## Extrait du texte
____

Pour mémoire, l’utilisation du régime du perfectionnement actif permet d’introduire sur le territoire douanier de l’Union des marchandises de statut tiers sans qu’elles soient soumises aux droits à l’importation ou aux mesures de politique commerciale.

Cette autorisation lui a été délivrée avec effet rétroactif au 1er décembre 2014, si bien que les droits initialement perçus sur la marchandise importée des États-Unis lui ont été remboursés. L’autorisation prévoyait que les produits issus de la transformation devaient être présentés au bureau de douane et réexportés hors de l’Union européenne en indiquant un code spécifique sur la déclaration en douane ou faire l’objet d’une autre destination douanière.

Toutefois, les informations figurant dans le système informatique de la société n’ayant pas été mises à jour suite à la délivrance de l’autorisation de perfectionnement actif, la marchandise préalablement importée et les produits compensateurs en résultant ont été exportés en tant que marchandise communautaire et non en tant que marchandises placées sous régime du perfectionnement actif. En raison de cette erreur initiale, la société ne s’est pas conformée aux prescriptions figurant dans son autorisation de perfectionnement actif lors de l’exportation : le code spécifique n’a pas été indiqué et la marchandise n’a pas été présentée au bureau de douane.

Considérant que ces marchandises avaient ainsi été soustraites à la surveillance douanière, le bureau de douane leur a appliqué les droits de douane dus à l’importation.

Estimant se trouver dans une situation particulière au sens de l’article 239 du code des douanes communautaire (CDC) eu égard à la complexité de la réglementation applicable, la société a demandé le remboursement de ces droits. Celui-ci lui a été refusé.

C’est dans ces conditions que la Cour est amenée à se prononcer sur l’existence d’une situation particulière au cas d’espèce.

Pour y répondre, la Cour rappelle que l’article 239 du CDC constitue une clause d’équité impliquant la remise des droits de douane lorsque deux conditions sont réunies : le redevable se trouve dans une situation particulière et il n’a par ailleurs commis ni négligence ni manœuvre (CJUE, 29 juill. 2019, aff. C-589/17, Prenatal).

____

Données enregistrées:
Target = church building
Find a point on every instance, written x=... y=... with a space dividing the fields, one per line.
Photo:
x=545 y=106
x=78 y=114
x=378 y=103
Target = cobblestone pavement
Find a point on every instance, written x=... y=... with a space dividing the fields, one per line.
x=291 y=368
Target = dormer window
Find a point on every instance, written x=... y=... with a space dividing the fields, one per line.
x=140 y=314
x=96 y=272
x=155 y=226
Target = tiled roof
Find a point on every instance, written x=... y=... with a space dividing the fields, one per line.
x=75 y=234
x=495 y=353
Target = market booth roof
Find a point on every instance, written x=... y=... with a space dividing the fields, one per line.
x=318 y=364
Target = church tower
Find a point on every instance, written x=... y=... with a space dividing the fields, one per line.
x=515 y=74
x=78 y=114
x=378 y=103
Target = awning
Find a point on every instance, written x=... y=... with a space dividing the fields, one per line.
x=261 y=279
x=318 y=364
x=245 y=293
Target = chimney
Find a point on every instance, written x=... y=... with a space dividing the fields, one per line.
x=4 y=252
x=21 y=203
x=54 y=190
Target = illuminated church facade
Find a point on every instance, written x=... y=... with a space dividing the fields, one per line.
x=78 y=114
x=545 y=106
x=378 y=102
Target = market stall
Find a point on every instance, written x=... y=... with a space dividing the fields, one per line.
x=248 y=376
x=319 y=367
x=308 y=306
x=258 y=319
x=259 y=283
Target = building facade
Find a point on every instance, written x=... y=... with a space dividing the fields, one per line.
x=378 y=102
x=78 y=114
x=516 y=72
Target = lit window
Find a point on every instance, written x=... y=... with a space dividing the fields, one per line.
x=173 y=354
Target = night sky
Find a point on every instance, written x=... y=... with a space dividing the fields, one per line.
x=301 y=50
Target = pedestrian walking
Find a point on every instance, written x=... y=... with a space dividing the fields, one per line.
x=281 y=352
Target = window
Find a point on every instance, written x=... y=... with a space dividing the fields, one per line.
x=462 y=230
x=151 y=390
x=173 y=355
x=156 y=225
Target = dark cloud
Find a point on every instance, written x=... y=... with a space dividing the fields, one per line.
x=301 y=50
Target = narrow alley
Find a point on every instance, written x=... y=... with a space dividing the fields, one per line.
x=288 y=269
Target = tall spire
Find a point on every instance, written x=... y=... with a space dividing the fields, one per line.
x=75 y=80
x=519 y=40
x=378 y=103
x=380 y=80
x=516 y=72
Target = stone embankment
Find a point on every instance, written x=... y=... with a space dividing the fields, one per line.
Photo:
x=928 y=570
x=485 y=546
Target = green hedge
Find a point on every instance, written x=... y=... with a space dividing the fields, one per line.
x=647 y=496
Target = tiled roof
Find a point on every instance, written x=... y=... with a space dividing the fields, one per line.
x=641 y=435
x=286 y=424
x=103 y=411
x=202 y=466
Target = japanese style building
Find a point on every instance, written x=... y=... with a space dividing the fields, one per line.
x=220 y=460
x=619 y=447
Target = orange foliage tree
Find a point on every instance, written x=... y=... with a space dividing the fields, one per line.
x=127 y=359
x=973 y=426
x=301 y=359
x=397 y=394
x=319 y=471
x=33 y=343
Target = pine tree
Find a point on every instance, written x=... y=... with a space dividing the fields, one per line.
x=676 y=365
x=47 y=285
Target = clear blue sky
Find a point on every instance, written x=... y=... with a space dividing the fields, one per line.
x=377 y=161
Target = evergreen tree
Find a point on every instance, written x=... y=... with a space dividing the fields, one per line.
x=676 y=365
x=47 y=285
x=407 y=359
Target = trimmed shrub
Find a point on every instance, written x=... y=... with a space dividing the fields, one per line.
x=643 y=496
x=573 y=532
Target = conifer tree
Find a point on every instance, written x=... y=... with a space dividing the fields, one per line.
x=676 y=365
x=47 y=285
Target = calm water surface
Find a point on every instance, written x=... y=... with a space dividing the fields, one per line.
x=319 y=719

____

## Consignes
1. D'après l'extrait sur le perfectionnement actif, quelles exigences l'autorisation fixait-elle pour les produits issus de la transformation ? Citez-les toutes.
2. Dans le listing, redimensionnez les lignes qui commencent à celle contenant "Target = chimney" et se terminent à celle contenant "x=259 y=283", ces deux lignes comprises. Redonnez seulement ces lignes, toutes sans exception, en multipliant chaque coordonnée x et y par 1,1 et en l'arrondissant à l'entier, les demis vers le haut.

## Résultats par tâche
1.
- Être présentés au bureau de douane.
- Être réexportés hors de l'Union européenne.
- Porter un code spécifique sur la déclaration en douane.
- À défaut, faire l'objet d'une autre destination douanière.

2.
Target = chimney
Find a point on every instance, written x=... y=... with a space dividing the fields, one per line.
x=4 y=277
x=23 y=223
x=59 y=209
Target = illuminated church facade
Find a point on every instance, written x=... y=... with a space dividing the fields, one per line.
x=86 y=125
x=600 y=117
x=416 y=112
Target = market stall
Find a point on every instance, written x=... y=... with a space dividing the fields, one per line.
x=273 y=414
x=351 y=404
x=339 y=337
x=284 y=351
x=285 y=311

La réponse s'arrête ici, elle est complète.